## SUPPLIED ENTRIES

= = =

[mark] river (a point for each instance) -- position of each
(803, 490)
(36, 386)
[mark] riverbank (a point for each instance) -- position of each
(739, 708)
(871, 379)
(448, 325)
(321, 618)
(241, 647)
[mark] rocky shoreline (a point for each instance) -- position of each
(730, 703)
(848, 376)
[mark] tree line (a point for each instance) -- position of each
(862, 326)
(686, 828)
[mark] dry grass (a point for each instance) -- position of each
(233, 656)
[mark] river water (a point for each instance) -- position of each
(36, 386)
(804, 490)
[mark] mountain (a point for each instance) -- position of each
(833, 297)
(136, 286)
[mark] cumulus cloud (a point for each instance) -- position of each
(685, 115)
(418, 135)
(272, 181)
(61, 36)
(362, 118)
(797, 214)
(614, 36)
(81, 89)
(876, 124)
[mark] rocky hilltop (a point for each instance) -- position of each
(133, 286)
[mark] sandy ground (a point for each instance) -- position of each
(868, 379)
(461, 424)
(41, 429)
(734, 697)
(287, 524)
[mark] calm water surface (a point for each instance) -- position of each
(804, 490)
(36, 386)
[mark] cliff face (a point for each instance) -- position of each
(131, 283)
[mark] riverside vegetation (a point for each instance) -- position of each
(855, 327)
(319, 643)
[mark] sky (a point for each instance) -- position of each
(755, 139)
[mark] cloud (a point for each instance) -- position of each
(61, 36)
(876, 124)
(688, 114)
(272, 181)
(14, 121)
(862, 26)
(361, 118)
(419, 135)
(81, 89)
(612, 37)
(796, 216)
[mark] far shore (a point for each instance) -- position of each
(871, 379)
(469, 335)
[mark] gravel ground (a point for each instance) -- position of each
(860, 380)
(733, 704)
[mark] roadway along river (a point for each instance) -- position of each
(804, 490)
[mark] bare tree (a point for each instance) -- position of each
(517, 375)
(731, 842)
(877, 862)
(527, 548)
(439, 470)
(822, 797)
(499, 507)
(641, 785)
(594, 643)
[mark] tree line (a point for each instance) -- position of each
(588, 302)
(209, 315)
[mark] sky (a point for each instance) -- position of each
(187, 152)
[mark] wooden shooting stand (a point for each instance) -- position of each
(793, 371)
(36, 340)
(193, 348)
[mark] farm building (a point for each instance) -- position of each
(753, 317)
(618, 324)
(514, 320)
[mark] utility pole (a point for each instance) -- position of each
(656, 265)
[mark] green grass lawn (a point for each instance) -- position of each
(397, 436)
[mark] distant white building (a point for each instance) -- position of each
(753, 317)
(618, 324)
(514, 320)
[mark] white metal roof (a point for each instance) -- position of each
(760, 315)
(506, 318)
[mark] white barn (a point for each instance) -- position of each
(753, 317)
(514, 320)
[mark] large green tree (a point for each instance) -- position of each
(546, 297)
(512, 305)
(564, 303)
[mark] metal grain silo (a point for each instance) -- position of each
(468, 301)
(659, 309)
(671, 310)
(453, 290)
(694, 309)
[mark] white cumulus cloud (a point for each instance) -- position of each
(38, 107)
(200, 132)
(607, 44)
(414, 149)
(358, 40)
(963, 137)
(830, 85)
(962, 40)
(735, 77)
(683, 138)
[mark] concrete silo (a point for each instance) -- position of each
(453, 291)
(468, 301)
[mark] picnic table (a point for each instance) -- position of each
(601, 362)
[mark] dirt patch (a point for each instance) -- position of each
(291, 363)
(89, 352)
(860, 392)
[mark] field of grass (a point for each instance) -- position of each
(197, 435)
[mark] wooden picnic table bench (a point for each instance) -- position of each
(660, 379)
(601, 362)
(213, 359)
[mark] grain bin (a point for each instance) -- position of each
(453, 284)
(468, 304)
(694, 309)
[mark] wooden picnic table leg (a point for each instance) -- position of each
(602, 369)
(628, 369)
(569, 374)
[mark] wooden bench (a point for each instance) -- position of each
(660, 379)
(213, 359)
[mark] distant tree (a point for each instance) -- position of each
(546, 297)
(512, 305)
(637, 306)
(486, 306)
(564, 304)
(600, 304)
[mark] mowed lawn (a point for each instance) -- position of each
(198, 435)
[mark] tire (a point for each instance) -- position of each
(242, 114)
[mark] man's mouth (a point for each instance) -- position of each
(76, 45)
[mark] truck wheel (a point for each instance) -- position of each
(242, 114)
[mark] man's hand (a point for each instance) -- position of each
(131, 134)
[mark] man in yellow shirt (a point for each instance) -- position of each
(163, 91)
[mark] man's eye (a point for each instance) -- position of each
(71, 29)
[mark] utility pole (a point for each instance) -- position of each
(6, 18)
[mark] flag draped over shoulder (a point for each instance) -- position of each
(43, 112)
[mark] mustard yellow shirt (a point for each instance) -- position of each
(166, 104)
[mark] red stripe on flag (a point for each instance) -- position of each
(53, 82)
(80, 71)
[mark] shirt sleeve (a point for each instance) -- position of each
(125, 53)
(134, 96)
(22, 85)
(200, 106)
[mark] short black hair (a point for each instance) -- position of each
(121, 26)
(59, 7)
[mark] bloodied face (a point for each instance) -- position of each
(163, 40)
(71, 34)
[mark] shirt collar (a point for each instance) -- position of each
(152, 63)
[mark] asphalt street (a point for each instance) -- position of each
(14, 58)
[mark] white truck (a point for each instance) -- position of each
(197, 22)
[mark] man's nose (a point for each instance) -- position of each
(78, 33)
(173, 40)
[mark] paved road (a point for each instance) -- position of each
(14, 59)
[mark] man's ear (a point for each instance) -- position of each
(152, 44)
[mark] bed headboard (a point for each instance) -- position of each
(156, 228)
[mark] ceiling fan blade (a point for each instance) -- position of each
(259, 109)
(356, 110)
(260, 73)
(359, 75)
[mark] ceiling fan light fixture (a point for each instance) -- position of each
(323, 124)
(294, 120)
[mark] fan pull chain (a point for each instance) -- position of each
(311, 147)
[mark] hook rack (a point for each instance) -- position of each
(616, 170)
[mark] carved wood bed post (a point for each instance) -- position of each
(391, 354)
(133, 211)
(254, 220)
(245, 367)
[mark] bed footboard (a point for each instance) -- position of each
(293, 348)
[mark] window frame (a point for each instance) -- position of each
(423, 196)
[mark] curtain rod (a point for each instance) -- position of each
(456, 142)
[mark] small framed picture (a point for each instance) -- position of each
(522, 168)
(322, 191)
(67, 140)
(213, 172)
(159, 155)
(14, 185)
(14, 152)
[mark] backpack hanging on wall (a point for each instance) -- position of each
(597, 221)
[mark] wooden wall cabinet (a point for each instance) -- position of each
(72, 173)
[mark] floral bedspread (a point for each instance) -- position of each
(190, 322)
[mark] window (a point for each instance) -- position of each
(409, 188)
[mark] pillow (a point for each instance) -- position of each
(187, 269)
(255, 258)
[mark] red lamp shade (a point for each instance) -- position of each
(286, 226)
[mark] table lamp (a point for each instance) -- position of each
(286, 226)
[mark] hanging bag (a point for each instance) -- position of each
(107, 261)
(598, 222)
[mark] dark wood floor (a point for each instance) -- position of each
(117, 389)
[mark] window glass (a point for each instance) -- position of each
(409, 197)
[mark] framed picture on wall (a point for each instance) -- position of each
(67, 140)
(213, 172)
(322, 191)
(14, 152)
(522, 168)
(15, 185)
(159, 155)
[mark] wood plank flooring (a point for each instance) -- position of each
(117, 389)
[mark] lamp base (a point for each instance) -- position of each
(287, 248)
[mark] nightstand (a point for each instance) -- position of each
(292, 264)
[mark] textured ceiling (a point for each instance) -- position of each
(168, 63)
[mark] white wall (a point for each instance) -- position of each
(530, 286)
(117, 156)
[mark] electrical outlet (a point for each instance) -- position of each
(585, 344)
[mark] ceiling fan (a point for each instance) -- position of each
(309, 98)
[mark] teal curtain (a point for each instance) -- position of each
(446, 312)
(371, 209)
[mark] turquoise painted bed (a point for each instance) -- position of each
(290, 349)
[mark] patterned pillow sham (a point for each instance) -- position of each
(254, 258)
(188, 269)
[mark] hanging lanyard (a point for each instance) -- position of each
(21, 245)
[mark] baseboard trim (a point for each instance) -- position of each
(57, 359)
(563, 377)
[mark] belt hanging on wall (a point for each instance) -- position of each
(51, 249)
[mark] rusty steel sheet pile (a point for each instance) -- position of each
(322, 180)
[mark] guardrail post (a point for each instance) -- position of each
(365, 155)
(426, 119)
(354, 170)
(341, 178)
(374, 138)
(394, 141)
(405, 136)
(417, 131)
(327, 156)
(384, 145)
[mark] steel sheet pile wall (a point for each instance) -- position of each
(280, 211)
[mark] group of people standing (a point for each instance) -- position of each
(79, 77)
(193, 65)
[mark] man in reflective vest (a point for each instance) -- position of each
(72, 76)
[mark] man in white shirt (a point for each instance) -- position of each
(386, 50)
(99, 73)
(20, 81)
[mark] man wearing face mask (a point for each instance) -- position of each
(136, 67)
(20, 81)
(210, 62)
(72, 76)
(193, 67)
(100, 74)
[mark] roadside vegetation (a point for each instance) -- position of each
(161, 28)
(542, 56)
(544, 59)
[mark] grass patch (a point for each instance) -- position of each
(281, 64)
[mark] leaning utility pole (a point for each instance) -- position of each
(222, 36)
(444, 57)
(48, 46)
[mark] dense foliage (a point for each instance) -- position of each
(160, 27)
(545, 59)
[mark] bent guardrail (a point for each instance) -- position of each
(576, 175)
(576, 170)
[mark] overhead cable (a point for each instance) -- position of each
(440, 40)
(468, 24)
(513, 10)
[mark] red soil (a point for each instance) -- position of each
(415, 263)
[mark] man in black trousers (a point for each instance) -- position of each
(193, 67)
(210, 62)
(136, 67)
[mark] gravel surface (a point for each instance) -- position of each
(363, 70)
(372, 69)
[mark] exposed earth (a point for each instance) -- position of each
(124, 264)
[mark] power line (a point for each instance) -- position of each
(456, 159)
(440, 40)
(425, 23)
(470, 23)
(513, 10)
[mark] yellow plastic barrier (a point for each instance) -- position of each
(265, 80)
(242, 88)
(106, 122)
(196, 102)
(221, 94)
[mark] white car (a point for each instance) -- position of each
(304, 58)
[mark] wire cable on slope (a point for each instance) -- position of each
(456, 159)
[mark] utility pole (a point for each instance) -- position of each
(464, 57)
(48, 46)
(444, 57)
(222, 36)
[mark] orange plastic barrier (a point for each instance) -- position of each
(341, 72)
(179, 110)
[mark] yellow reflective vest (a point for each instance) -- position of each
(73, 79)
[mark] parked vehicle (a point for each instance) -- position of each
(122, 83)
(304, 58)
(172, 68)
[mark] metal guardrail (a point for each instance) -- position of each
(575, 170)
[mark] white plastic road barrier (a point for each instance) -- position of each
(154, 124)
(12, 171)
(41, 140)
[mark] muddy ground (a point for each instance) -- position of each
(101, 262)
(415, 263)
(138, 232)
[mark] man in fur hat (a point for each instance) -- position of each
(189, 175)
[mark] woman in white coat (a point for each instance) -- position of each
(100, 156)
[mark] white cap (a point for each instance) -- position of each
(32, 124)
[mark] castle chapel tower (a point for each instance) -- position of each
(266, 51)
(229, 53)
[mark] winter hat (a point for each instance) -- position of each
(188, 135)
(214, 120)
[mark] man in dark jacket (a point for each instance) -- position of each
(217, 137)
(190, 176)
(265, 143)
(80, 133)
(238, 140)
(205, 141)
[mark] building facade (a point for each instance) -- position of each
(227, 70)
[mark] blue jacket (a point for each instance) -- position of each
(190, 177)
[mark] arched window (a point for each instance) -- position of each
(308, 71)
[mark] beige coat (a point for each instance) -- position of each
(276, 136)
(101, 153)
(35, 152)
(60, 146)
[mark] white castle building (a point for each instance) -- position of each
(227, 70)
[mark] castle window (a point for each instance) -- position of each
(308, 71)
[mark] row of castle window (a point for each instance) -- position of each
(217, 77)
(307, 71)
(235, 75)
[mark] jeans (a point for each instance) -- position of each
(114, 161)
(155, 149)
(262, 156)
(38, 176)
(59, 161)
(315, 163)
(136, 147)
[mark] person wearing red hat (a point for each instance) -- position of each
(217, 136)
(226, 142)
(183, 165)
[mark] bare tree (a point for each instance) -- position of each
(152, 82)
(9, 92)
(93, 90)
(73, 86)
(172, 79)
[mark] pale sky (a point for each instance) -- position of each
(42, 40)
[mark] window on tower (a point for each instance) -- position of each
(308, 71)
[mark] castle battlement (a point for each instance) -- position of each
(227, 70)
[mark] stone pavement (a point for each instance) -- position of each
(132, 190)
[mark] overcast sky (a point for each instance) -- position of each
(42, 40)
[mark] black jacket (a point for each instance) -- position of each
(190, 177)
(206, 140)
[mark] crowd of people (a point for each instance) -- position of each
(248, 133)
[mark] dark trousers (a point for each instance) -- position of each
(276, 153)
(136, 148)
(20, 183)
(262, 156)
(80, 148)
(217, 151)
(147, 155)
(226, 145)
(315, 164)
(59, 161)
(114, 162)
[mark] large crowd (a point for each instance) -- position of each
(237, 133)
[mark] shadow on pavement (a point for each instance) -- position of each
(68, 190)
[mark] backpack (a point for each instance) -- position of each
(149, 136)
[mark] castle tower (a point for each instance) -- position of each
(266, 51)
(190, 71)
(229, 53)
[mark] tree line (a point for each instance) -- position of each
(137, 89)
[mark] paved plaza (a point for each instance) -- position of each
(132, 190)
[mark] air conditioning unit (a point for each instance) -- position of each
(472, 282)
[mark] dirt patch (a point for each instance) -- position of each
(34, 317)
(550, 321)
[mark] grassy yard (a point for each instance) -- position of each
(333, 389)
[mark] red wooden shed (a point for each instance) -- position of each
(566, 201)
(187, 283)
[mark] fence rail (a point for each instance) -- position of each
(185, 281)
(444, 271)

= = =

## WHAT TO PRODUCE
Extract every line from the one containing "[mark] overcast sky" to the end of the entries, including both of those lines, exactly as given and with nothing added.

## ANSWER TO THE TASK
[mark] overcast sky (a point for each instance) -- position of each
(42, 40)
[mark] black jacket (a point for each instance) -- position of each
(190, 177)
(206, 140)
[mark] crowd of people (a point for each instance) -- position of each
(248, 133)
[mark] dark trousers (a point for each instance) -- position of each
(276, 153)
(136, 148)
(20, 183)
(262, 156)
(80, 148)
(217, 151)
(147, 155)
(226, 145)
(315, 164)
(59, 161)
(114, 162)
[mark] large crowd (a point for each instance) -- position of each
(237, 133)
[mark] shadow on pavement (a point for each instance) -- position of each
(68, 190)
[mark] backpack (a point for each instance) -- position of each
(149, 136)
[mark] castle tower (a point for each instance) -- position of each
(266, 51)
(190, 71)
(229, 53)
[mark] tree line (a point for each instance) -- position of each
(137, 89)
[mark] paved plaza (a point for each instance) -- position of each
(132, 190)
[mark] air conditioning unit (a point for each instance) -- position of each
(472, 282)
[mark] dirt patch (a point for each instance) -- position of each
(34, 317)
(550, 321)
[mark] grassy yard (a point for each instance) -- position of each
(333, 389)
[mark] red wooden shed (a point for each instance) -- position of each
(566, 201)
(187, 283)
[mark] fence rail (a point for each instance) -- position of each
(185, 281)
(444, 271)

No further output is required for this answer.